**Text segment:**
※
Penge East Railway Station
Penge East Railway Station is a nationally-listed Grade ll building and one of the most beautiful buildings in Penge. Historic England includes it in a list of several Grade ll listed buildings in the area. In June 2017, Penge East was named one of the top ten train stations in South London.
Built in 1861/63, on the Chatham mainline, and paid for by the London, Chatham and Dover Railway, with influences of the Gothic revival and William Morris’s art nouveau designs in its architecture, the building heralded the coming of modern transportation. It had a grand opening, as was the custom in Victorian times, on July 1st, 1863. The Gothic and art nouveau influences can be seen in its angular doorways and windows and Tudor influences in its tall chimneys. Similar use of red brick, yellow stock and windows and doorways with ‘pointed heads’ in the Gothic style can be seen at the (much grander) St Pancras railway station in central London, designed by William Henry Barlow, and opened five years later in 1868.
The design, by LCDR architect John Taylor, is congruent with the Gothic and Tudoresque influences in other Penge buildings such The Royal Watermen’s Almshouses (1840/41), The Royal Naval Asylum (1848) and St John the Evangelist church (1850/51). Historic England notes ‘the yellow stock brick, limestone and glazed tiles dressings’, ‘the red brick cornices at the gables’, and ‘the sashes with their pointed heads to upper lights’ as well as the decorated chimney stacks. The ambitious and trendy designs speak volumes about the upwardly-mobile plans for Penge in mid-Victorian times.
※
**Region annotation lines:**
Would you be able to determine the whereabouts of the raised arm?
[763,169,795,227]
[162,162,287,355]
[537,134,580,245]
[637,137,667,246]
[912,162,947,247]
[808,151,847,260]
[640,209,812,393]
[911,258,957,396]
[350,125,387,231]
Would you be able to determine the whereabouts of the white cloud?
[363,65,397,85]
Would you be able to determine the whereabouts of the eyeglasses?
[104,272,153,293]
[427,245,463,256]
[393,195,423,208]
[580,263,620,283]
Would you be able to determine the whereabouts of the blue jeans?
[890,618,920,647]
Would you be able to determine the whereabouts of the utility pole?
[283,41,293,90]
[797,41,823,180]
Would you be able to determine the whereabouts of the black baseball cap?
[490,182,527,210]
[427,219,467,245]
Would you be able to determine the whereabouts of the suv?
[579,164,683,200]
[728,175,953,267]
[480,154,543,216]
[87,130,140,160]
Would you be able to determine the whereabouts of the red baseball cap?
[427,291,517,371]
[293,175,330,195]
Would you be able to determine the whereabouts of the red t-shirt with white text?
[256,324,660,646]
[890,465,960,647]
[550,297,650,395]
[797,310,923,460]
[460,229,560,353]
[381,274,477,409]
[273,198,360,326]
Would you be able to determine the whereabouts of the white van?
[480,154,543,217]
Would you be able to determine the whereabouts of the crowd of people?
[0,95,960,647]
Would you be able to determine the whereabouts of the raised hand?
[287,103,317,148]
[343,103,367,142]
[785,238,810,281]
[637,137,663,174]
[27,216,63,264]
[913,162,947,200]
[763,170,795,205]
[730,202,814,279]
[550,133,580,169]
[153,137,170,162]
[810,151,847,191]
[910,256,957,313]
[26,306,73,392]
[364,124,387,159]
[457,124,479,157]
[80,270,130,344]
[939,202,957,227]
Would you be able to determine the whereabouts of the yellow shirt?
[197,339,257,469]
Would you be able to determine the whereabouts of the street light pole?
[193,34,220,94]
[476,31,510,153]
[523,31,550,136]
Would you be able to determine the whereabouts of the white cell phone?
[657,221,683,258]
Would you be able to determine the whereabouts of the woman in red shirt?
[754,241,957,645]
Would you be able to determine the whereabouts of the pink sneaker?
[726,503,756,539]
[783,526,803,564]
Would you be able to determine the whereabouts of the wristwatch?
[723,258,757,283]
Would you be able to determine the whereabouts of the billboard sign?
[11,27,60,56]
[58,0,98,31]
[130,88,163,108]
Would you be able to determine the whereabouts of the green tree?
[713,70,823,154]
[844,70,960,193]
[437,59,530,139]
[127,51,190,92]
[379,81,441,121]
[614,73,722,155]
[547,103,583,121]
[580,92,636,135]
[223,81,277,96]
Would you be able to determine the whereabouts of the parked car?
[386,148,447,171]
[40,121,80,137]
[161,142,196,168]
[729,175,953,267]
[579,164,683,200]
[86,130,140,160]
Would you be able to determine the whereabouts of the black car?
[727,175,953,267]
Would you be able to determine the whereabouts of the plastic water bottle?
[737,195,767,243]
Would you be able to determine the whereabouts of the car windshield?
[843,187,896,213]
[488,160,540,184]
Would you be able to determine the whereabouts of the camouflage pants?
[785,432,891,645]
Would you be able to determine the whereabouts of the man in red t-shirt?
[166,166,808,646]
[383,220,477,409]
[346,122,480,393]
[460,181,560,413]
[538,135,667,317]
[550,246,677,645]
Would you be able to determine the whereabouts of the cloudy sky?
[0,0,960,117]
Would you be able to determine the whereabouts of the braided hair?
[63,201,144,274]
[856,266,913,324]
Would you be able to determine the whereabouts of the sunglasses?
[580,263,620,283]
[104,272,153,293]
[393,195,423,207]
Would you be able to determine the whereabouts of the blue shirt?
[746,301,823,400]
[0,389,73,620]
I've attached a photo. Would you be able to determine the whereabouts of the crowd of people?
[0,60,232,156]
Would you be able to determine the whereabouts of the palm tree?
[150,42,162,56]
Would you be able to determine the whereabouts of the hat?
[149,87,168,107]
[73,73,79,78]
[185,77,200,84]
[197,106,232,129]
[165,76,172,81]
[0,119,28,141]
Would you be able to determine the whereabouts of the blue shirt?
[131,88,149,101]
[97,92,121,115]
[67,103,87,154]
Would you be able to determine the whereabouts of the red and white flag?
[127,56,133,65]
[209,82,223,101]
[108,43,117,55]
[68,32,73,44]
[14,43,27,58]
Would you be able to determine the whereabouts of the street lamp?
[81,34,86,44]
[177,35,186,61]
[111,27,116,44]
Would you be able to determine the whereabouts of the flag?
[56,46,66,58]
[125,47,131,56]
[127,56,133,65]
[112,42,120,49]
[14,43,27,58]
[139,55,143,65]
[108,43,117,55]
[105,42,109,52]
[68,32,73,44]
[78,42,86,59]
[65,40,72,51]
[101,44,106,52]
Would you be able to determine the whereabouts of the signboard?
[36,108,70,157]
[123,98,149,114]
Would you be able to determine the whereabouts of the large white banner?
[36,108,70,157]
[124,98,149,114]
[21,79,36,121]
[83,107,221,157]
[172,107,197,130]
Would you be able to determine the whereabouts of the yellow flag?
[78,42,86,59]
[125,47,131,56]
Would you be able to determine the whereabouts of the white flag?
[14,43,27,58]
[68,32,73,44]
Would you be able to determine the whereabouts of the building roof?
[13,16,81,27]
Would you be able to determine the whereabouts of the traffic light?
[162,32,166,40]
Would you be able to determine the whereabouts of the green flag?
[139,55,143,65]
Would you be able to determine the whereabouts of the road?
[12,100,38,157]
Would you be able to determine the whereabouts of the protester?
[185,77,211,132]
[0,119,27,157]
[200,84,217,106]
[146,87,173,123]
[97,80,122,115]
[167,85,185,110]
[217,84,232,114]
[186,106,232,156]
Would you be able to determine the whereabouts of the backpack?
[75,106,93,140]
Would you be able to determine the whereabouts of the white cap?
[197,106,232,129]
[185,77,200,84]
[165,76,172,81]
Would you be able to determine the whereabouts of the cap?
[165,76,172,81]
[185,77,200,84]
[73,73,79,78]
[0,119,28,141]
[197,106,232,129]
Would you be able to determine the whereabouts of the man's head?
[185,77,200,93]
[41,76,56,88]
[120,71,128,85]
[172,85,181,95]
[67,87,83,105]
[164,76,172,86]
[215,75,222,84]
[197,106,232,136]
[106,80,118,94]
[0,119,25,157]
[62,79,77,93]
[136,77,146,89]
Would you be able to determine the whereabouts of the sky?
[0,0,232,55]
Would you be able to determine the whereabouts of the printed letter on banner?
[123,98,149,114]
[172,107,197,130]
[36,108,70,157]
※
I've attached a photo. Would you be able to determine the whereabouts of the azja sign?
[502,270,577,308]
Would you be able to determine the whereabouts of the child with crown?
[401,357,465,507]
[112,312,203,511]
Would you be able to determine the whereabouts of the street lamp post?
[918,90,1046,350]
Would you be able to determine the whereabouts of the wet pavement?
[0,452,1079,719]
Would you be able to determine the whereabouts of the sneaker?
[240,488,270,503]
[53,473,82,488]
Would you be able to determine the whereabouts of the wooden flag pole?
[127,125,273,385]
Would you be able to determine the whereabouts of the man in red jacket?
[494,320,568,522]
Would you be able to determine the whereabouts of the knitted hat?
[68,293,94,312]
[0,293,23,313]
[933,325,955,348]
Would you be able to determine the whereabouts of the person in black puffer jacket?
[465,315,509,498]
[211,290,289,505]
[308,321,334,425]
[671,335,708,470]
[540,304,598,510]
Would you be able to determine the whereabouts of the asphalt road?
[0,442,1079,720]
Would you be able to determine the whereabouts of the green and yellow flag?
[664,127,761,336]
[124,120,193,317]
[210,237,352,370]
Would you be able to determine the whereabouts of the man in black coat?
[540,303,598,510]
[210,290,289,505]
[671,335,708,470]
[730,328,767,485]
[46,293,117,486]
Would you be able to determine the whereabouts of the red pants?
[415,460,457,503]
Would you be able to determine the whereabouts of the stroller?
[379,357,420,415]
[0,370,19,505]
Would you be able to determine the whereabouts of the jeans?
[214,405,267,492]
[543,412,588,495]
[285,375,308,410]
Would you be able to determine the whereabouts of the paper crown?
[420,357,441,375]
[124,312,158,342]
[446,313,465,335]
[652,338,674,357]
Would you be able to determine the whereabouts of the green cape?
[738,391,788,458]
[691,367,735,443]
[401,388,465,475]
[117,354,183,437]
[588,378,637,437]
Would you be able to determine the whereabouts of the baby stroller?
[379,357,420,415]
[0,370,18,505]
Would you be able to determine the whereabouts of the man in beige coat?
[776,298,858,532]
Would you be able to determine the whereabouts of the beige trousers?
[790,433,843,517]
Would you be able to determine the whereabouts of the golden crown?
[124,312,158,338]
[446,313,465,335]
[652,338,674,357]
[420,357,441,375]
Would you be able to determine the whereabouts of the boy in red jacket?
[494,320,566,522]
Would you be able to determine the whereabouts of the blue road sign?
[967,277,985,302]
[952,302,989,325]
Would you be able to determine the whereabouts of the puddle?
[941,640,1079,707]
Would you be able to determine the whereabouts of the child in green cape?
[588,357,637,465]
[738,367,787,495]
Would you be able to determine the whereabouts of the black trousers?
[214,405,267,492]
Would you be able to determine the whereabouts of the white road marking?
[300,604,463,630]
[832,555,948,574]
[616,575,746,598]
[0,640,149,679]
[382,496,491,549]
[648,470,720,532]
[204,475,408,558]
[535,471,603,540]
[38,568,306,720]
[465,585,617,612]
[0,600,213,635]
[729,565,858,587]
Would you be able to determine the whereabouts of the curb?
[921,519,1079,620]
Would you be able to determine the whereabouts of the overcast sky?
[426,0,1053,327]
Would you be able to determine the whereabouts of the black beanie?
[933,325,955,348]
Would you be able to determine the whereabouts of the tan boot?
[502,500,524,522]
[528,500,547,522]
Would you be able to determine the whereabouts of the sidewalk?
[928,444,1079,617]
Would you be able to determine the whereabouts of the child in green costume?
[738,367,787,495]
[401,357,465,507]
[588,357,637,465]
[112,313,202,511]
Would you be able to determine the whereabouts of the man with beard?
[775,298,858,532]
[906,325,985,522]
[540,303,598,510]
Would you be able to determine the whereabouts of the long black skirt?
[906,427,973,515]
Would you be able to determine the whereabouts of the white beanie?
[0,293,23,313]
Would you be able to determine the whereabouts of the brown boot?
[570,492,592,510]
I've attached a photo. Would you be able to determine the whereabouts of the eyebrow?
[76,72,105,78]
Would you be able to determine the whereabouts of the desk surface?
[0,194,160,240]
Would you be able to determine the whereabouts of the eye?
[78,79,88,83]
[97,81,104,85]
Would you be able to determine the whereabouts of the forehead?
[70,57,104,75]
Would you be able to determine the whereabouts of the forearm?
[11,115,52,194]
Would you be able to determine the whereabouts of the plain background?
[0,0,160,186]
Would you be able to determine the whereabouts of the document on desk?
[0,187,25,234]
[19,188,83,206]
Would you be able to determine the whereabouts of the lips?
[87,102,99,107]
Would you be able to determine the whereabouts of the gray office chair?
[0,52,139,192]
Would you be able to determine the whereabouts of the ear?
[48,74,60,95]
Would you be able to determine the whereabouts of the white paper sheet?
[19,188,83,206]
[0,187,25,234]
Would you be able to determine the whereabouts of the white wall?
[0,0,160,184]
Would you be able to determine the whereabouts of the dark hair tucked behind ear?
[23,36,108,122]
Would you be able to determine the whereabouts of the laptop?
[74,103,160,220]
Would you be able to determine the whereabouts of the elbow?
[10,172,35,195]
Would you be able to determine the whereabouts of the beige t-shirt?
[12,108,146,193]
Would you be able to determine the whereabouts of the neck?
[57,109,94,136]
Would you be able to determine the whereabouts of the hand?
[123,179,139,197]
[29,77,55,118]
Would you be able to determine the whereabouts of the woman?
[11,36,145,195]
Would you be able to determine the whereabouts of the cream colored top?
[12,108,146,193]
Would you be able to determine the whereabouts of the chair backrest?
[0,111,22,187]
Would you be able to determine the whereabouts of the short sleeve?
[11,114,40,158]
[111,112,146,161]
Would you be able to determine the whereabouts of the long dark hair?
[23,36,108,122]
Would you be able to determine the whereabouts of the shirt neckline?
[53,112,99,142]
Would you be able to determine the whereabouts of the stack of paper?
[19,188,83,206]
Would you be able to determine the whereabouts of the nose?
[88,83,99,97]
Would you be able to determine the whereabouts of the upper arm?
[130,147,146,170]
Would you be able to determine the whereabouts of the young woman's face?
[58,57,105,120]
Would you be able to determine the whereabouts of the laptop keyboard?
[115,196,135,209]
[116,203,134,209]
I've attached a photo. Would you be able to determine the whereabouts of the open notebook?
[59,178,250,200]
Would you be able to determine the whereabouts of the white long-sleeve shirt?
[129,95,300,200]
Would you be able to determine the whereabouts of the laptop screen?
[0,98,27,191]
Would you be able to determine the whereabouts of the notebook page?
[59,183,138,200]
※
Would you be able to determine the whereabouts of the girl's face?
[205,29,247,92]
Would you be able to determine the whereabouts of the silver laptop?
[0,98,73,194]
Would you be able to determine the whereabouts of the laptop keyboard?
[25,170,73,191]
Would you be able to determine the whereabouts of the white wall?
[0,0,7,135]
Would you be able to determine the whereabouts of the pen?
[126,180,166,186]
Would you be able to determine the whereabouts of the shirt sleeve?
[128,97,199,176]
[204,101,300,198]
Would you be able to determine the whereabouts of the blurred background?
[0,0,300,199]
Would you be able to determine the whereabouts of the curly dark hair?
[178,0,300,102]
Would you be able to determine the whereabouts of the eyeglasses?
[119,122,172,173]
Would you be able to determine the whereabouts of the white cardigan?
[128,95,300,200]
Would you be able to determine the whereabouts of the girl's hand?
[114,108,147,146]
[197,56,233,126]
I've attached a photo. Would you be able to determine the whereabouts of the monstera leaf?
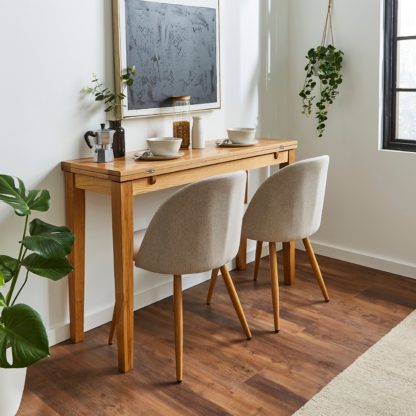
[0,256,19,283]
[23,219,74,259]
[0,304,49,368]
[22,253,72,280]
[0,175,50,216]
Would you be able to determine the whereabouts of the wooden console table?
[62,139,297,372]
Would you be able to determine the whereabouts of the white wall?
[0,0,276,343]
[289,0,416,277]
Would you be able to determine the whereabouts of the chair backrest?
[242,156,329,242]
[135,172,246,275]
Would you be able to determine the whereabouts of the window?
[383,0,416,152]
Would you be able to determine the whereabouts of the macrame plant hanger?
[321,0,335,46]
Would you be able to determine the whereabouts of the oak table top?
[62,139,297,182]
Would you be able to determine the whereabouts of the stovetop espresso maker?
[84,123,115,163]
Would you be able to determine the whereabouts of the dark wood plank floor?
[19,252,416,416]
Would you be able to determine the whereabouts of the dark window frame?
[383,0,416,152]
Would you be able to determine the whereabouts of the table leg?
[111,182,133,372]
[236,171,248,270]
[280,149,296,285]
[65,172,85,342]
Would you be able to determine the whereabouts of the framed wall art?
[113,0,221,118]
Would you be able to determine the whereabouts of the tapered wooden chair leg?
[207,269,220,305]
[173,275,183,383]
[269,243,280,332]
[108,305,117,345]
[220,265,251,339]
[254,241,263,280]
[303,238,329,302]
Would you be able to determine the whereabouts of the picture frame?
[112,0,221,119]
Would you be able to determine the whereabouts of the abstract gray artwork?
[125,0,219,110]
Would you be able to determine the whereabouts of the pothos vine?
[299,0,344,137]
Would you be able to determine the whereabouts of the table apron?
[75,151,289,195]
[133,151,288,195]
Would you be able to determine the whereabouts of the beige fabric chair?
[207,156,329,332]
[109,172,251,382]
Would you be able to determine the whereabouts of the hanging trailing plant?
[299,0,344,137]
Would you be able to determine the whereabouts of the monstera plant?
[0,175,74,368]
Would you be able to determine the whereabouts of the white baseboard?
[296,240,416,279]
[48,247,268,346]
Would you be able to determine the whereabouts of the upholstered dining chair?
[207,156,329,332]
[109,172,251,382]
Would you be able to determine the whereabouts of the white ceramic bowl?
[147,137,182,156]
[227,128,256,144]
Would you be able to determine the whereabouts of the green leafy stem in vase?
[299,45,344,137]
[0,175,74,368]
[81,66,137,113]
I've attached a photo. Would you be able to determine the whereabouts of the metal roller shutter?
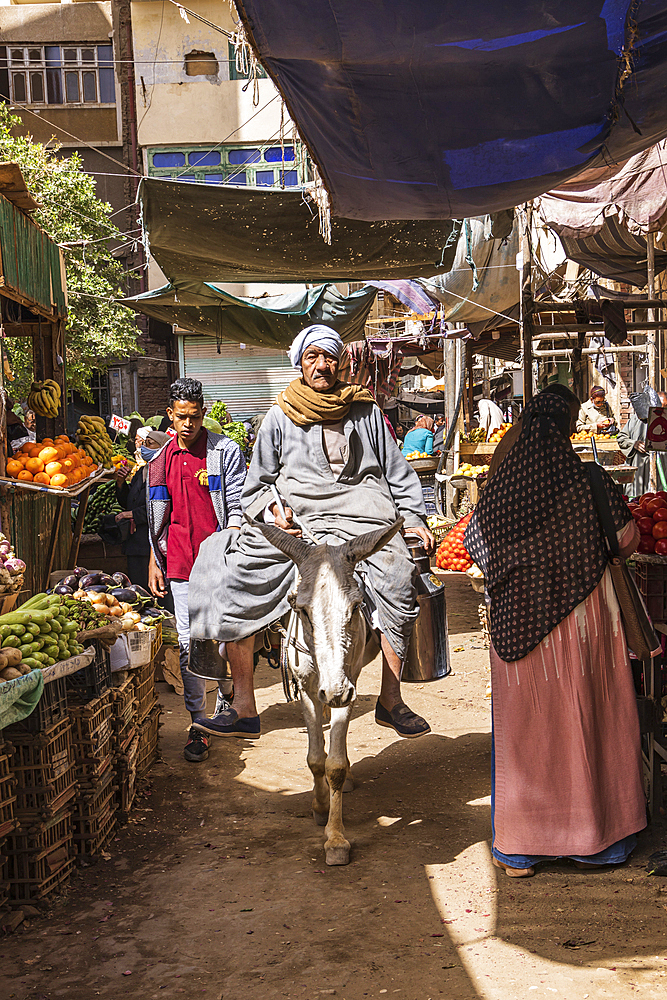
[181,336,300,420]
※
**Given problem A:** According to the Penge East station text, on what date did the station have its grand opening?
**Given problem B:** Transcribe the passage of the Penge East station text starting at "Built in 1861/63, on" and ending at "later in 1868.".

**Expected answer A:** July 1st, 1863.

**Expected answer B:**
Built in 1861/63, on the Chatham mainline, and paid for by the London, Chatham and Dover Railway, with influences of the Gothic revival and William Morris’s art nouveau designs in its architecture, the building heralded the coming of modern transportation. It had a grand opening, as was the custom in Victorian times, on July 1st, 1863. The Gothic and art nouveau influences can be seen in its angular doorways and windows and Tudor influences in its tall chimneys. Similar use of red brick, yellow stock and windows and doorways with ‘pointed heads’ in the Gothic style can be seen at the (much grander) St Pancras railway station in central London, designed by William Henry Barlow, and opened five years later in 1868.